TASK GOAL: Gather every line below that contains the word "forearm", and copy each one.

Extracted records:
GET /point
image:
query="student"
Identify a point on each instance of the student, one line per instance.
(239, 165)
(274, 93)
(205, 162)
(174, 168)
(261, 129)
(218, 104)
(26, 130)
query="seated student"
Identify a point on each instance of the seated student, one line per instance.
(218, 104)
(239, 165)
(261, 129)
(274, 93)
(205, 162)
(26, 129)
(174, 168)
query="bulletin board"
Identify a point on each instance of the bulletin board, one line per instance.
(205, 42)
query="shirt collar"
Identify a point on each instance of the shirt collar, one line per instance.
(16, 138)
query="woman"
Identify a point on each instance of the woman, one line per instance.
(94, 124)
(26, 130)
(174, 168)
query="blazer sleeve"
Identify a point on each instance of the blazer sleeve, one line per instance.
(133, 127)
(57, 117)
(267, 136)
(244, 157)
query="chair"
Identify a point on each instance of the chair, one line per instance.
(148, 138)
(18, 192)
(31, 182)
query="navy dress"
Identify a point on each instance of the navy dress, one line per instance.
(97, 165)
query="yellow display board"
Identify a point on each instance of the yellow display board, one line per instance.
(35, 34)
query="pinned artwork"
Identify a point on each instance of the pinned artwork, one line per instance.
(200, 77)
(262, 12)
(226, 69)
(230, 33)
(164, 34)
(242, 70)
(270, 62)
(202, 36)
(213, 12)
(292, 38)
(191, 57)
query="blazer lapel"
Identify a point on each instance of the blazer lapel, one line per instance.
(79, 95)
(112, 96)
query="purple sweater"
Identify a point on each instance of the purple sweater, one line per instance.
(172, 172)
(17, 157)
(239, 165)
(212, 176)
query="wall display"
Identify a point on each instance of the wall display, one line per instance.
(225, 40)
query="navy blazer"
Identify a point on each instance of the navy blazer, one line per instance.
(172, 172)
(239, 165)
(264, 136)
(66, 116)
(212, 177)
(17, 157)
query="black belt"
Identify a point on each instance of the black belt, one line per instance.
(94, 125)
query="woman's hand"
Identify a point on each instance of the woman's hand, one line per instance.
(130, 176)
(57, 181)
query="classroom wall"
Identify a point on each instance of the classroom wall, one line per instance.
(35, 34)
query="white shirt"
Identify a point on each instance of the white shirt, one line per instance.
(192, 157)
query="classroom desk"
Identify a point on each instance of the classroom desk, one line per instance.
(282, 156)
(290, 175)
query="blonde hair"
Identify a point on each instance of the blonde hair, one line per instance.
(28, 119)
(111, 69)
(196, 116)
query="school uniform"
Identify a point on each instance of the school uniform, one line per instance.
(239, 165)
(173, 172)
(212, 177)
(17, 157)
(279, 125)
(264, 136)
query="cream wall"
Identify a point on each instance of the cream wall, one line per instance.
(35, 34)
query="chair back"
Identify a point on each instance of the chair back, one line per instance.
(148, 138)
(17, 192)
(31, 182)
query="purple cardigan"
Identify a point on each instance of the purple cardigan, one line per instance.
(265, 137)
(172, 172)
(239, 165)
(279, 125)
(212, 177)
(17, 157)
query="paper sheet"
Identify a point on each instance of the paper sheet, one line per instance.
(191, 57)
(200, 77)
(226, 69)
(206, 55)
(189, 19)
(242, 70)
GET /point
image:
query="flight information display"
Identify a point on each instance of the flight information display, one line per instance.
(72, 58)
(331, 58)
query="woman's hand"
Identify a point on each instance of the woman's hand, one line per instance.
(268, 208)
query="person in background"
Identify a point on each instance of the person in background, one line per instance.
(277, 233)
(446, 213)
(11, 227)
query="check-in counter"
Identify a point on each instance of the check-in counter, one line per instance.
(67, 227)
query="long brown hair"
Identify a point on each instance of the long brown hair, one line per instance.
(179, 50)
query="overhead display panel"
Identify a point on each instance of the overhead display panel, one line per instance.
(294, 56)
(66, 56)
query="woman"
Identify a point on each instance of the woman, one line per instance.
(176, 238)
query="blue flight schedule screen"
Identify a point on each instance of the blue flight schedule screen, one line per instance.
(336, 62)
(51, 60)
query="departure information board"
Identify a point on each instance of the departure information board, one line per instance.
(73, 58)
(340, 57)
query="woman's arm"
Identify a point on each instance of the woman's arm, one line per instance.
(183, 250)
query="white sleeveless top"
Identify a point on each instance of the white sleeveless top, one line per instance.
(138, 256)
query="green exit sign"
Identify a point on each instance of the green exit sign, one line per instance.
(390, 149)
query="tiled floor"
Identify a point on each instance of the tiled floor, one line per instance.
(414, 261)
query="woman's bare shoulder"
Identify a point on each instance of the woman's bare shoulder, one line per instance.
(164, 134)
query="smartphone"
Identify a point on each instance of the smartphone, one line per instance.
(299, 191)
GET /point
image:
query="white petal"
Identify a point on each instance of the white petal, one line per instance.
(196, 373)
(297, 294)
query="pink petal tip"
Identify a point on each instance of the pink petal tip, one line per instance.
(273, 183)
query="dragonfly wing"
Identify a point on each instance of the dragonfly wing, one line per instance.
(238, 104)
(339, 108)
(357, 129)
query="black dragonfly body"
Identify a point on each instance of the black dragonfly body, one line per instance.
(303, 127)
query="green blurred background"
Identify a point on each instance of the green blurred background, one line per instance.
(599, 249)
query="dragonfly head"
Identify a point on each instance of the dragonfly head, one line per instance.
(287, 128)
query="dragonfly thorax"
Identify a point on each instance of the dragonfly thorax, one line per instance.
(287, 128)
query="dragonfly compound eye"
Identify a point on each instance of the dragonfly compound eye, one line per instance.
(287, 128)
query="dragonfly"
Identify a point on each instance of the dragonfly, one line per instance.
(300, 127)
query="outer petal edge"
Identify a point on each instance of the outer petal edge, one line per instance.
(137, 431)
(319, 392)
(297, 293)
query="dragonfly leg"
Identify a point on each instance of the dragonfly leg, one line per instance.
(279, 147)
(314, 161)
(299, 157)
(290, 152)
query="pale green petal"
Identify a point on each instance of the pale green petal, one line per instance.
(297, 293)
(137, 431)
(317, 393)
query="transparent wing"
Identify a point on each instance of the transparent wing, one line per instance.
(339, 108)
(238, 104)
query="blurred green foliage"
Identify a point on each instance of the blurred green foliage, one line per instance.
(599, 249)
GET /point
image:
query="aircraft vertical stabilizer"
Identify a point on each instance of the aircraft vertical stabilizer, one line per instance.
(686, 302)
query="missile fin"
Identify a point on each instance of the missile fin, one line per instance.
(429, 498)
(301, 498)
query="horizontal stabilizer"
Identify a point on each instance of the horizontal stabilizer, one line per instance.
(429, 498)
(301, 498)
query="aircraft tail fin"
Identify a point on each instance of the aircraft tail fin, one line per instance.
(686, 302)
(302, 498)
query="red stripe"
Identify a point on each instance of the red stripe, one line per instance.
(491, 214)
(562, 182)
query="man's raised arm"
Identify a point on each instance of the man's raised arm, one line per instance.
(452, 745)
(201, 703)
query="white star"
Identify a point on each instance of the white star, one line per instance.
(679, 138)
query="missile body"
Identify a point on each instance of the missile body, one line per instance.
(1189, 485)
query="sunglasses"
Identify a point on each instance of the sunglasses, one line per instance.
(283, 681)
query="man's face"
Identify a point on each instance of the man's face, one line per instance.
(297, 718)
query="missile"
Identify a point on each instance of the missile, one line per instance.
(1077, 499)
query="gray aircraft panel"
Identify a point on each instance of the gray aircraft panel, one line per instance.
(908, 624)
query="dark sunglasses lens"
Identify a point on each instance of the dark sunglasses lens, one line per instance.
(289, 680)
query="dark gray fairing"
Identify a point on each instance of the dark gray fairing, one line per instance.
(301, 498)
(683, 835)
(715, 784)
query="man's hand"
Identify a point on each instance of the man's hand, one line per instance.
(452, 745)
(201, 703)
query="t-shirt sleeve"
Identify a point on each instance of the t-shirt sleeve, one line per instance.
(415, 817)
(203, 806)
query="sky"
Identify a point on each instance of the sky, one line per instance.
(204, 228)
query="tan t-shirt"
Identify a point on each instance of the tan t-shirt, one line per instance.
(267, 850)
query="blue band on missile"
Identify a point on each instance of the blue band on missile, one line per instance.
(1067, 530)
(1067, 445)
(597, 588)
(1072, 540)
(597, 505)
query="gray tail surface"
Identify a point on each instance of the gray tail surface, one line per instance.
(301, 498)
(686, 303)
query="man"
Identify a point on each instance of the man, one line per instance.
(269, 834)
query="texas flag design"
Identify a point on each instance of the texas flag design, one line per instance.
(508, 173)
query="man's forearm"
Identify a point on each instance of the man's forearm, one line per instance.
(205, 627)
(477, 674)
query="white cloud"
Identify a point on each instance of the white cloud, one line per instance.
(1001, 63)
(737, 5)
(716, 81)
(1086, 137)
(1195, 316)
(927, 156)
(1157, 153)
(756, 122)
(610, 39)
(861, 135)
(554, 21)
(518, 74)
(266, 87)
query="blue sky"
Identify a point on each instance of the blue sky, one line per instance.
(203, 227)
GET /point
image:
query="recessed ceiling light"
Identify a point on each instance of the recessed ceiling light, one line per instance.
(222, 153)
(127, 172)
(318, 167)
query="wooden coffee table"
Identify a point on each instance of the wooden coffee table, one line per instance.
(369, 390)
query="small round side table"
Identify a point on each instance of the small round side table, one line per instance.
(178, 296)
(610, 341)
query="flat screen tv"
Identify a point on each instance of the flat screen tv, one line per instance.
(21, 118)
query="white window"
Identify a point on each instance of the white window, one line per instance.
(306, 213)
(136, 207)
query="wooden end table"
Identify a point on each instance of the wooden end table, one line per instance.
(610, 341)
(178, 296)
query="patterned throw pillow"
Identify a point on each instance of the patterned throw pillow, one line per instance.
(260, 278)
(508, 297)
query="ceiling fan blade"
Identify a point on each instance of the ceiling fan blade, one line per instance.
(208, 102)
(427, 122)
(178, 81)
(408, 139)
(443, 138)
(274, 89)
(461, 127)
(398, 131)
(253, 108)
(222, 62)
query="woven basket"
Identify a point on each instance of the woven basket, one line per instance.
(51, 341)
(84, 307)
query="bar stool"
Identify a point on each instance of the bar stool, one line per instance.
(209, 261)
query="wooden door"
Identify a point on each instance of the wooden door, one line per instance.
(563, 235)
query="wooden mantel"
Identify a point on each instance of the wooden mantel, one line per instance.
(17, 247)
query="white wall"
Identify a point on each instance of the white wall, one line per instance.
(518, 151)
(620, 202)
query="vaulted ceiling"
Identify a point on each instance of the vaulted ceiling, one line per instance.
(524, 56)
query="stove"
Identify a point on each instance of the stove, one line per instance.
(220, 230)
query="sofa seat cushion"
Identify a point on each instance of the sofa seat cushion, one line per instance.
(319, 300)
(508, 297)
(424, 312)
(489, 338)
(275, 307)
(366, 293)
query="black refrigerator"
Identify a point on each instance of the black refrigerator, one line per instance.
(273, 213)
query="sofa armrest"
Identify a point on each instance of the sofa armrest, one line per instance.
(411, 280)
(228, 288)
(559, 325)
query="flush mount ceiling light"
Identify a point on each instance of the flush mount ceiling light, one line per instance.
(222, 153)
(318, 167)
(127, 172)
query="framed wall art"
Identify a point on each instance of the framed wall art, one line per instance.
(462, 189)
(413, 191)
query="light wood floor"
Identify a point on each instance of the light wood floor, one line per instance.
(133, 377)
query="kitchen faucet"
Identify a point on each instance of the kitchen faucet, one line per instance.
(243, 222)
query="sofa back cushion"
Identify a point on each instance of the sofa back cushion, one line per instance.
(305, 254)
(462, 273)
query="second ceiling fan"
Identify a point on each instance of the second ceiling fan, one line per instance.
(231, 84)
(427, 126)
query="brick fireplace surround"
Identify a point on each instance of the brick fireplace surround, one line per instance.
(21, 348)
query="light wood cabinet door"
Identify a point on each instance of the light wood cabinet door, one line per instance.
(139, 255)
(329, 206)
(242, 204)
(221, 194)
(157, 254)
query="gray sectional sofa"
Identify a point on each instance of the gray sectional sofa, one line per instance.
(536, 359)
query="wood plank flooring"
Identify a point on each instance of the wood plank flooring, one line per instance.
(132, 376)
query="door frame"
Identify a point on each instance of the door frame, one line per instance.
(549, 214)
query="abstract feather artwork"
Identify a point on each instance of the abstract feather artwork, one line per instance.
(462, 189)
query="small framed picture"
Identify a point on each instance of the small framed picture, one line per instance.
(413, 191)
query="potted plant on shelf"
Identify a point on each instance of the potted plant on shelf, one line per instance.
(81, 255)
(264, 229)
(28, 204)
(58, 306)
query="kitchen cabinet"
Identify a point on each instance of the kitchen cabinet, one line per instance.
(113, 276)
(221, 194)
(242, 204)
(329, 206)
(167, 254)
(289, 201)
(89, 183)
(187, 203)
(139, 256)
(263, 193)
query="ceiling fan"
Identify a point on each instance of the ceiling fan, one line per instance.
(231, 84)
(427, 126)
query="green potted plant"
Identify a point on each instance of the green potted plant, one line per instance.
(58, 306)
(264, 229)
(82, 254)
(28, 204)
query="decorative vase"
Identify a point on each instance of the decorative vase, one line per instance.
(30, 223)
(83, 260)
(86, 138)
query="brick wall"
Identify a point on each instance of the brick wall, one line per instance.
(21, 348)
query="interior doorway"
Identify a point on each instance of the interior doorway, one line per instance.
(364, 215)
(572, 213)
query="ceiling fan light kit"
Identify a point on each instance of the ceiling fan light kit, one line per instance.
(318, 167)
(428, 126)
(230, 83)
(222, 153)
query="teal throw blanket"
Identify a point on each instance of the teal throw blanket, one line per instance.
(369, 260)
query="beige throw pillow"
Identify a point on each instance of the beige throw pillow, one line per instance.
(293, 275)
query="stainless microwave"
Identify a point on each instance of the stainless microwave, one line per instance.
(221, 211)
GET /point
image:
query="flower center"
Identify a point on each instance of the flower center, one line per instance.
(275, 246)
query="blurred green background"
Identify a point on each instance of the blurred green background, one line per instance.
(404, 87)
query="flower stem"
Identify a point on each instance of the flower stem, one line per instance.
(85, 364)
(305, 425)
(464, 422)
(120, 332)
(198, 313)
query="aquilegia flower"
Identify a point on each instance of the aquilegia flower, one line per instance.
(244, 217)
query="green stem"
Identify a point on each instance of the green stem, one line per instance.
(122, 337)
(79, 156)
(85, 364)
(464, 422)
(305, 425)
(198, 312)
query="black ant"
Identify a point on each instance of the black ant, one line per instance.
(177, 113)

RESULT FOR THIS TASK:
query="man's forearm"
Identify a point on each instance of the man's forearm, one line per instance.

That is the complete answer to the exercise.